DATA FOR THIS TASK
:::

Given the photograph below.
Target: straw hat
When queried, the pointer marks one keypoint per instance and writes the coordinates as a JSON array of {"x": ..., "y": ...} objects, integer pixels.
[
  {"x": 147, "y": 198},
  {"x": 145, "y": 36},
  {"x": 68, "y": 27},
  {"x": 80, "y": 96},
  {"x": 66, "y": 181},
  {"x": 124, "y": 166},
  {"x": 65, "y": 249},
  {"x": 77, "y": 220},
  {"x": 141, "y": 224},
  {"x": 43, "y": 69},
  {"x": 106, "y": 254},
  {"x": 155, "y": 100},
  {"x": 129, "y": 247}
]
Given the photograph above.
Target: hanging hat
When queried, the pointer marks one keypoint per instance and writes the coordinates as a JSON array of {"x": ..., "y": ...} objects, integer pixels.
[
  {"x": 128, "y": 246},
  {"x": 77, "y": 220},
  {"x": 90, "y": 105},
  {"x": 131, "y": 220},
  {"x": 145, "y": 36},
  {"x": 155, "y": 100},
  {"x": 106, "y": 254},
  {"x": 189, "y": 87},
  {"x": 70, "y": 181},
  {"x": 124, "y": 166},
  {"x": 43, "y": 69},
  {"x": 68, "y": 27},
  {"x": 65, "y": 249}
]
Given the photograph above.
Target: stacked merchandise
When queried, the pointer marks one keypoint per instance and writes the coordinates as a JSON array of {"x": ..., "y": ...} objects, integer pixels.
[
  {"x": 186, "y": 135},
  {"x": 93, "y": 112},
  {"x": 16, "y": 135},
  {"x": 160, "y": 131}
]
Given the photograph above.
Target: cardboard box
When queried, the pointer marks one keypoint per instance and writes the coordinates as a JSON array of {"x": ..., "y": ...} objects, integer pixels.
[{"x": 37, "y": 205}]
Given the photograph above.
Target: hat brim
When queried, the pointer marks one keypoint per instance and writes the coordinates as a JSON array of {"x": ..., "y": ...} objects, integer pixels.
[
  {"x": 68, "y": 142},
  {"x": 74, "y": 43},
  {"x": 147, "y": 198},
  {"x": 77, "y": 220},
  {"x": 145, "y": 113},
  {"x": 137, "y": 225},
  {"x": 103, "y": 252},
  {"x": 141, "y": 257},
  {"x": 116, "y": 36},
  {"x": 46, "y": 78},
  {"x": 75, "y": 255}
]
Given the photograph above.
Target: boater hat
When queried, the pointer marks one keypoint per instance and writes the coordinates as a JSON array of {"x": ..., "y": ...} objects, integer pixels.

:::

WHAT TO WORK ON
Reproduce the entries above in full, verbatim.

PROBLEM SOLUTION
Given the photograph below.
Target: straw hat
When queried, the pointer marks one keypoint per instance and writes the coordinates as a JSON array of {"x": ..., "y": ...} objects, integer pixels.
[
  {"x": 147, "y": 198},
  {"x": 145, "y": 36},
  {"x": 68, "y": 27},
  {"x": 80, "y": 96},
  {"x": 66, "y": 181},
  {"x": 124, "y": 166},
  {"x": 65, "y": 249},
  {"x": 77, "y": 220},
  {"x": 141, "y": 224},
  {"x": 43, "y": 69},
  {"x": 106, "y": 254},
  {"x": 155, "y": 100},
  {"x": 129, "y": 247}
]
Given the photograph above.
Target: hanging hat
When queried, the pointer marks one keypoint per instance and writes the coordinates as a JSON array of {"x": ..., "y": ...} objects, integer pixels.
[
  {"x": 128, "y": 246},
  {"x": 77, "y": 220},
  {"x": 90, "y": 105},
  {"x": 131, "y": 220},
  {"x": 145, "y": 36},
  {"x": 155, "y": 100},
  {"x": 106, "y": 254},
  {"x": 189, "y": 87},
  {"x": 70, "y": 181},
  {"x": 124, "y": 166},
  {"x": 43, "y": 69},
  {"x": 68, "y": 27},
  {"x": 65, "y": 249}
]
Given the photograph above.
Target: stacked merchandise
When queried, the pointer marks one keypoint per instance and writes the coordinates as a JSON array of {"x": ..., "y": ...} objects, integer pixels.
[
  {"x": 186, "y": 135},
  {"x": 93, "y": 112},
  {"x": 16, "y": 135},
  {"x": 160, "y": 131}
]
Given the photograph above.
Target: cardboard box
When queried, the pointer marks one keypoint per instance and writes the coordinates as a JSON array of {"x": ..., "y": ...} objects, integer pixels.
[{"x": 37, "y": 205}]
Given the photograph above.
Target: hat brim
When queried, the pointer marks one keypoint per instance and writes the coordinates as a JSON array of {"x": ..., "y": ...} objects, integer pixels.
[
  {"x": 68, "y": 142},
  {"x": 74, "y": 43},
  {"x": 147, "y": 198},
  {"x": 77, "y": 220},
  {"x": 145, "y": 113},
  {"x": 137, "y": 225},
  {"x": 103, "y": 252},
  {"x": 141, "y": 257},
  {"x": 116, "y": 36},
  {"x": 46, "y": 78},
  {"x": 75, "y": 255}
]
Given the photograph above.
Target: boater hat
When queried, the pointer marks one keypoint per instance and writes the coordinates as a JSON array of {"x": ..., "y": ...} objects, integer pixels.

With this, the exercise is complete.